* [TEXTO PROPORCIONADO]
Lola, con sintomatología de Alzheimer, sobre todo una fuerte afasia. Todas las mañanas me seguía por los pasillos, me acompañaba en el despacho y al final del día con sus palabras confusas y su expresión penetrante, conseguía decirme: “¿Yo me voy contigo?

Esperanza, todos los días quería ir a cobrar su pensión y guardar bien sus billetes. Cualquier recorte de papel, le servía. Nunca un blíster de billetes de juguete, sumó tanto. De ella me quedó la expresión “naide”, me gusta más. Sus argumentos eran interminables y la crueldad de su enfermedad nos mostró el inventario característico del Alzheimer: adiós memoria, apraxia del vestir y agnosia… Es difícil describir lo que se sentía cuando de repente, te la encontrabas lavándose las manos en la taza del wáter.

* [TAREAS A REALIZAR]
**1)** Según el texto sobre Lola y Esperanza, ¿qué quería hacer Esperanza todos los días?
**2)** Extrae sin cambios del texto sobre Lola y Esperanza el fragmento que comienza en "Esperanza, todos los" y acaba en "taza del wáter.".
**3)** Enumera, por favor, todo lo que el texto sobre Lola y Esperanza incluye en el inventario característico del Alzheimer.

* [ENTRADAS ENUMERADAS]
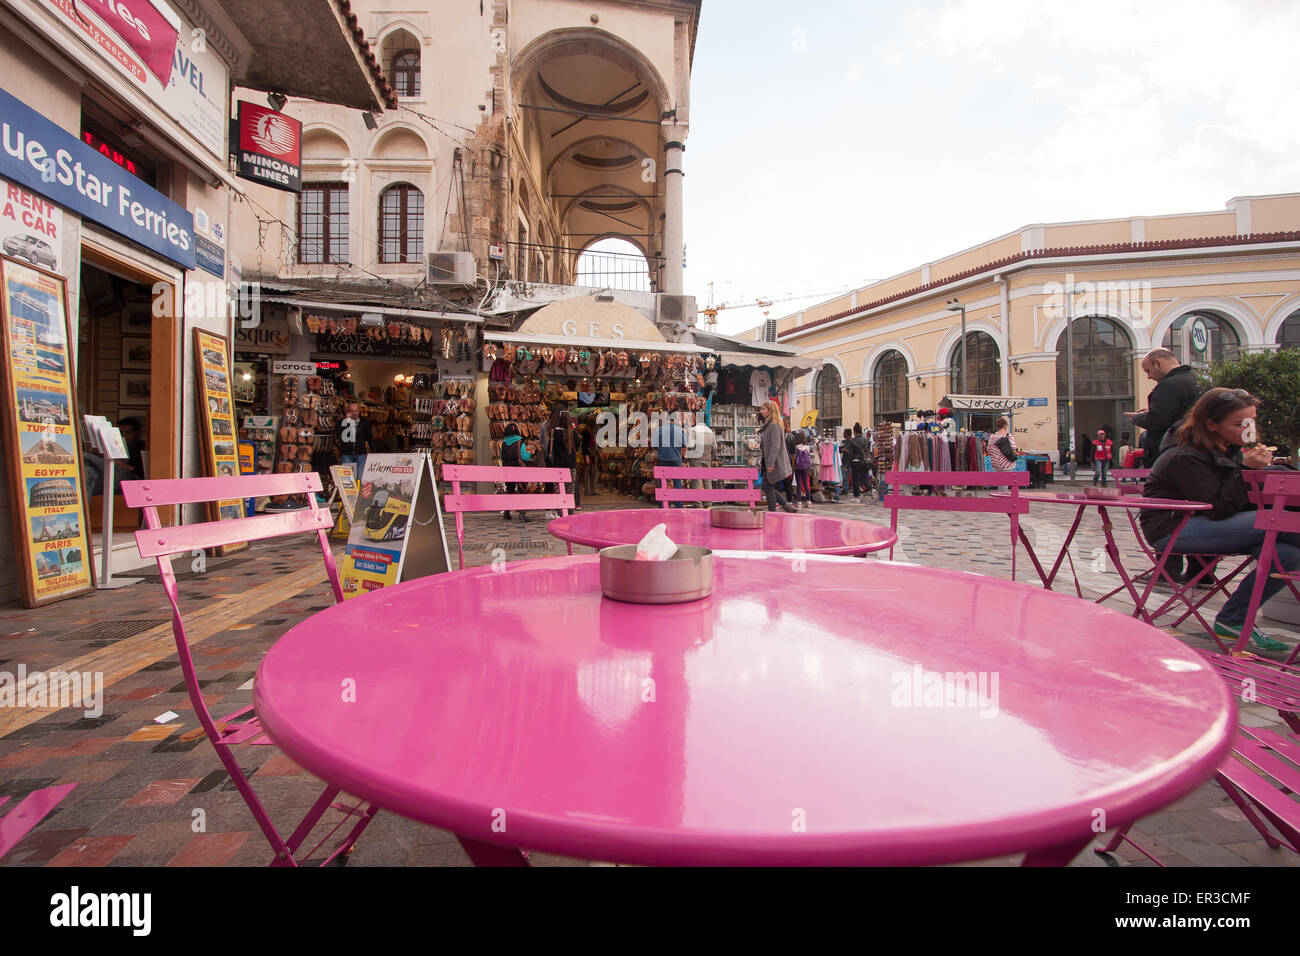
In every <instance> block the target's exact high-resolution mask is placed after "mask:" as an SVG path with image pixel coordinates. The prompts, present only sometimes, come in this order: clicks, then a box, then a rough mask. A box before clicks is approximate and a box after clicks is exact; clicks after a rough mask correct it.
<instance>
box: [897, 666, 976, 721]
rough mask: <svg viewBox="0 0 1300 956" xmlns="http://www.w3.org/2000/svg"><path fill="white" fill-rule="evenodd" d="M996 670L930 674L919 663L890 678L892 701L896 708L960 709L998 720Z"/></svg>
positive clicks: (946, 671) (931, 673)
mask: <svg viewBox="0 0 1300 956" xmlns="http://www.w3.org/2000/svg"><path fill="white" fill-rule="evenodd" d="M998 682H1000V675H998V672H997V671H957V672H953V671H946V672H941V671H927V670H926V669H924V667H922V666H920V665H919V663H917V665H913V667H911V670H910V671H896V672H894V674H893V675H892V676H891V678H889V684H891V685H892V688H893V689H892V691H891V692H889V702H891V704H892V705H893V706H896V708H958V709H969V710H979V715H980V717H982V718H984V717H997V715H998V713H1001V710H1000V708H998Z"/></svg>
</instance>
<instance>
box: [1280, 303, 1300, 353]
mask: <svg viewBox="0 0 1300 956" xmlns="http://www.w3.org/2000/svg"><path fill="white" fill-rule="evenodd" d="M1278 346H1279V347H1282V349H1300V311H1297V312H1292V313H1291V315H1290V316H1287V320H1286V321H1284V323H1282V328H1279V329H1278Z"/></svg>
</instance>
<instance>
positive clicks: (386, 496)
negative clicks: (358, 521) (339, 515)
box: [365, 488, 411, 541]
mask: <svg viewBox="0 0 1300 956" xmlns="http://www.w3.org/2000/svg"><path fill="white" fill-rule="evenodd" d="M409 516H411V502H409V501H406V499H403V498H399V497H398V496H395V494H393V493H391V492H390V490H389V489H386V488H383V489H380V490H378V492H377V493H376V496H374V501H373V502H370V506H369V507H368V509H365V536H367V537H368V538H370V540H372V541H391V540H394V538H400V537H402V536H403V535H404V533H406V524H407V519H408V518H409Z"/></svg>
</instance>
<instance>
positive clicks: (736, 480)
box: [654, 464, 763, 507]
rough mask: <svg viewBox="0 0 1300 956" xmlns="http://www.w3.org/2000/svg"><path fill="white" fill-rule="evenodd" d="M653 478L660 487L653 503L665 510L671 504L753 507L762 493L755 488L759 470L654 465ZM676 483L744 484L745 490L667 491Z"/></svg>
mask: <svg viewBox="0 0 1300 956" xmlns="http://www.w3.org/2000/svg"><path fill="white" fill-rule="evenodd" d="M654 476H655V477H656V479H659V486H658V488H655V489H654V497H655V501H660V502H663V507H668V502H669V501H744V502H748V503H749V506H750V507H753V506H754V505H755V503H757V502H759V501H762V498H763V493H762V492H761V490H758V489H757V488H754V483H755V481H757V480H758V468H686V467H681V466H675V464H656V466H655V467H654ZM675 479H676V480H679V481H744V483H745V486H744V488H669V486H668V483H669V481H672V480H675Z"/></svg>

* [RESULTADOS POR TAREA]
**1)** Ir a cobrar su pensión y guardar bien sus billetes.

**2)**
Esperanza, todos los días quería ir a cobrar su pensión y guardar bien sus billetes. Cualquier recorte de papel, le servía. Nunca un blíster de billetes de juguete, sumó tanto. De ella me quedó la expresión “naide”, me gusta más. Sus argumentos eran interminables y la crueldad de su enfermedad nos mostró el inventario característico del Alzheimer: adiós memoria, apraxia del vestir y agnosia… Es difícil describir lo que se sentía cuando de repente, te la encontrabas lavándose las manos en la taza del wáter.

**3)** adiós memoria; apraxia del vestir; agnosia